What is expected. Scan the records for the line containing "the white runway"; extract it and all later lines, verbatim, through the end, and nothing before it.

Excerpted records.
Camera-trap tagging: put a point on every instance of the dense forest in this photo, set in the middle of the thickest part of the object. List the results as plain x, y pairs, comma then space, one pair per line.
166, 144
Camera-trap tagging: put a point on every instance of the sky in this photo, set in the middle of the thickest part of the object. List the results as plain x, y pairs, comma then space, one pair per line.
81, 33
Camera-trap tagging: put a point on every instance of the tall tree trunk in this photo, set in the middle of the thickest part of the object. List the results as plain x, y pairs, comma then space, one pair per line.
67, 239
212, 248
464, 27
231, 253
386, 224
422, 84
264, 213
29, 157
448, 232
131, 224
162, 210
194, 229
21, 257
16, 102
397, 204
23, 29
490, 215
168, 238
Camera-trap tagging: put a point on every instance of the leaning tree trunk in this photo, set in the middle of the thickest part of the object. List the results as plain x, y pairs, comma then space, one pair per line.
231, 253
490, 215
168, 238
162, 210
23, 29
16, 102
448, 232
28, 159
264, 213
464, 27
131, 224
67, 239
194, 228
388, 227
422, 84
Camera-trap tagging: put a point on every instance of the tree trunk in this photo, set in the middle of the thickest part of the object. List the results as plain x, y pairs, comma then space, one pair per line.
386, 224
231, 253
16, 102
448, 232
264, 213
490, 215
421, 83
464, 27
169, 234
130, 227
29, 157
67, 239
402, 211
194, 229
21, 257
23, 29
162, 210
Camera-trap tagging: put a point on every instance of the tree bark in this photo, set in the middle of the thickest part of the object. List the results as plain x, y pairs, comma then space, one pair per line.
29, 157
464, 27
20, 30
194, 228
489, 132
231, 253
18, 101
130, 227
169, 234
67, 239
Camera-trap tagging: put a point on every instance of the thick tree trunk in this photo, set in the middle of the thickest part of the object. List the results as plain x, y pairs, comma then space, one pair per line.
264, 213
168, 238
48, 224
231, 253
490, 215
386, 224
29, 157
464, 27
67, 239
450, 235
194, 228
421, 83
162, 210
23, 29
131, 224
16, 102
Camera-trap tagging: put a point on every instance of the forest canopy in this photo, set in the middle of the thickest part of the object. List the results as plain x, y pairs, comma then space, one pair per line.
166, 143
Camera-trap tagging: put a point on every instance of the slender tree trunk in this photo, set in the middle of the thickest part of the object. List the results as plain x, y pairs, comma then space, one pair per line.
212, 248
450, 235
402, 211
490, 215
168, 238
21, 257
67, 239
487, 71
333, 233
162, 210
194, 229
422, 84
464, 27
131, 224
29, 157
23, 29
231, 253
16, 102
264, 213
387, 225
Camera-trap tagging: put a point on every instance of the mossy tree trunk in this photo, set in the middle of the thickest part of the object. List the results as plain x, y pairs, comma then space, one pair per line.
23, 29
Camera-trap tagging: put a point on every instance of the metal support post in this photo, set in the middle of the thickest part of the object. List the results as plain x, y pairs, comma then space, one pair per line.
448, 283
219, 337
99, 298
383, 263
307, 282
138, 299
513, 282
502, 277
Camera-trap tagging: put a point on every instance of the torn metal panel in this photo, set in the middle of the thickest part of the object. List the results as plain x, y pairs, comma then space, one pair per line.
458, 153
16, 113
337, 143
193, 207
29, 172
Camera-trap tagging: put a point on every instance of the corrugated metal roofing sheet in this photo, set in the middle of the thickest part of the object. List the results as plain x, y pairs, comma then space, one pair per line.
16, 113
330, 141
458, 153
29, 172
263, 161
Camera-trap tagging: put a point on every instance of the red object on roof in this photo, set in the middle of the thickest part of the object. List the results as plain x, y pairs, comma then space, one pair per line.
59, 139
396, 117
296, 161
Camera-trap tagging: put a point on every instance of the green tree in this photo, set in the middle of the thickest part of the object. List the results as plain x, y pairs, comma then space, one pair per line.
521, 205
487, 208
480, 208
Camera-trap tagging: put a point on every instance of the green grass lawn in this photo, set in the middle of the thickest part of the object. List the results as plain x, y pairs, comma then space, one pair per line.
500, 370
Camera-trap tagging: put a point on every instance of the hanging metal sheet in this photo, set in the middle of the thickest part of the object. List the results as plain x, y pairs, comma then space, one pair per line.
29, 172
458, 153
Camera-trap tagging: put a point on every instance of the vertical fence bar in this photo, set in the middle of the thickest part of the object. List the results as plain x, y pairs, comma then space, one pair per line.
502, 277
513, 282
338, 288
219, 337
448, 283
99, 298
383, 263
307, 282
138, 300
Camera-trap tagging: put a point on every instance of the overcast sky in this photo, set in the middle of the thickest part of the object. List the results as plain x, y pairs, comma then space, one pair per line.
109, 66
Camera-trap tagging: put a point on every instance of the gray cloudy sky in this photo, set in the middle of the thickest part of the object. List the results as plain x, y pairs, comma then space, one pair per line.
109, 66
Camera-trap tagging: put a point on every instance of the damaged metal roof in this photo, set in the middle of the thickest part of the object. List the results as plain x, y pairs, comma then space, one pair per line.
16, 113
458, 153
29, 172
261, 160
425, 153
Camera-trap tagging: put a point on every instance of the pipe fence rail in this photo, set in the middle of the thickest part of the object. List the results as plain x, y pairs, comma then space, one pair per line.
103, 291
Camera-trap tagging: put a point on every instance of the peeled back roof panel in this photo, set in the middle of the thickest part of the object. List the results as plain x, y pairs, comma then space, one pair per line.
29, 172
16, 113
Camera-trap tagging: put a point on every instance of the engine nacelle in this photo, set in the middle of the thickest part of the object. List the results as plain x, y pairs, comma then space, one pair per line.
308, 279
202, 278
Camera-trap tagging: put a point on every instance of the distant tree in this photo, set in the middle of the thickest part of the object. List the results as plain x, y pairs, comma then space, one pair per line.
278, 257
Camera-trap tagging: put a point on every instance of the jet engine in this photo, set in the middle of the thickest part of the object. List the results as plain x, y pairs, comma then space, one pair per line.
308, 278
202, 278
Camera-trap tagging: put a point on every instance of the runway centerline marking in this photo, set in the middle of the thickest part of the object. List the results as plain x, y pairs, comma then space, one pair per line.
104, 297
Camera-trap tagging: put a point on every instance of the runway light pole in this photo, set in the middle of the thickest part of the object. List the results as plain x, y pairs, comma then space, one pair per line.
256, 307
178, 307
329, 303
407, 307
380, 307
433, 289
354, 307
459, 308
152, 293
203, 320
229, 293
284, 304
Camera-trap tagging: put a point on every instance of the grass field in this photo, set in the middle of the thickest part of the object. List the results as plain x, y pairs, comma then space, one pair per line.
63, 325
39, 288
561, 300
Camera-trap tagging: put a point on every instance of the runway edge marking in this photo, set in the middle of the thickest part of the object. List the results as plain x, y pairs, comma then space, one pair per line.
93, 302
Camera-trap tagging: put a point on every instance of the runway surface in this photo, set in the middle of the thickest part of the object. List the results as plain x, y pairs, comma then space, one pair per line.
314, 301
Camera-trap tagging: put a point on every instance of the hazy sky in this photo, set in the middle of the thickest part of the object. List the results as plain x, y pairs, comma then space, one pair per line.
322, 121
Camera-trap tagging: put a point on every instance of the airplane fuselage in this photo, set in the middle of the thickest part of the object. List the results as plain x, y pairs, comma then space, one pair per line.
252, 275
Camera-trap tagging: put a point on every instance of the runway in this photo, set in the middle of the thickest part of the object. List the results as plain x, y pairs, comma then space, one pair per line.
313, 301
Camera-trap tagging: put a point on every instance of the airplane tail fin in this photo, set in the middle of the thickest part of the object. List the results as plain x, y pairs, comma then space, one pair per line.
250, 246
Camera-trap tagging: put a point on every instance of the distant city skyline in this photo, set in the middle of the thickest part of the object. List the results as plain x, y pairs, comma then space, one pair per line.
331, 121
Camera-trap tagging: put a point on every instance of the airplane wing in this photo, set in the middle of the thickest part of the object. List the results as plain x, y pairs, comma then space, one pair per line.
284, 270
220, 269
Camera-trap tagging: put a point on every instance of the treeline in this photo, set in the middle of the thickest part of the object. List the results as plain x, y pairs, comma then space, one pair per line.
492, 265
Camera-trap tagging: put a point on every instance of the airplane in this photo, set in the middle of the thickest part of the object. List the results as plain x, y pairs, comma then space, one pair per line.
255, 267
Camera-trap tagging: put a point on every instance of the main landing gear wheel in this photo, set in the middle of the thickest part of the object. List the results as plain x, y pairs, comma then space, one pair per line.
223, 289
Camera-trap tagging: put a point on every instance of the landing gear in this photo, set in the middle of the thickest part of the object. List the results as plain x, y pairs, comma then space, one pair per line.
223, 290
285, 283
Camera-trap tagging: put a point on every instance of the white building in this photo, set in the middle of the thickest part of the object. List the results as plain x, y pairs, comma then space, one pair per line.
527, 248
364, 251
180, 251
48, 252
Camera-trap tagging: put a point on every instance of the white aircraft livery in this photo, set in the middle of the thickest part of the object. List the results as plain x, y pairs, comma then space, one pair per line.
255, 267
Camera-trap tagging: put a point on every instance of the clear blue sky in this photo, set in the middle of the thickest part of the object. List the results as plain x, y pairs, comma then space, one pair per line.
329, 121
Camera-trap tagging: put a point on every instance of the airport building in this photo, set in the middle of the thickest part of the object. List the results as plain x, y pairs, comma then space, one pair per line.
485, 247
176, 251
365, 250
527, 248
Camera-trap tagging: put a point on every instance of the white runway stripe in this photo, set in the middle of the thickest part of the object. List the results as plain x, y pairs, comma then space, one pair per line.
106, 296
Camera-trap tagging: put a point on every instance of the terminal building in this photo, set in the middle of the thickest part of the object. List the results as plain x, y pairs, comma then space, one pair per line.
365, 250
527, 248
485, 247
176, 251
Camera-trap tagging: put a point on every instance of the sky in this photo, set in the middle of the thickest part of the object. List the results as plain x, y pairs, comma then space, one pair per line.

Full response.
Camera-trap tagging: put a point on every instance of the white runway stripe in this photo, set in the middle of the thickest part of the object. List the results as plain x, y pairs, comma then space, one pair per line.
106, 296
Camera-trap tagging: put a point on every instance of the terminal building in this photo, set in the middle of the thickest part of the object. List the results as plain x, y pairs, comma then space, one pair per line.
365, 250
527, 248
485, 247
176, 251
Camera-trap tagging: put a point on every instance of the sky in this photo, set in the middle of the thickest part of the object. List the results as plain x, y pairs, comma then space, one pair per line.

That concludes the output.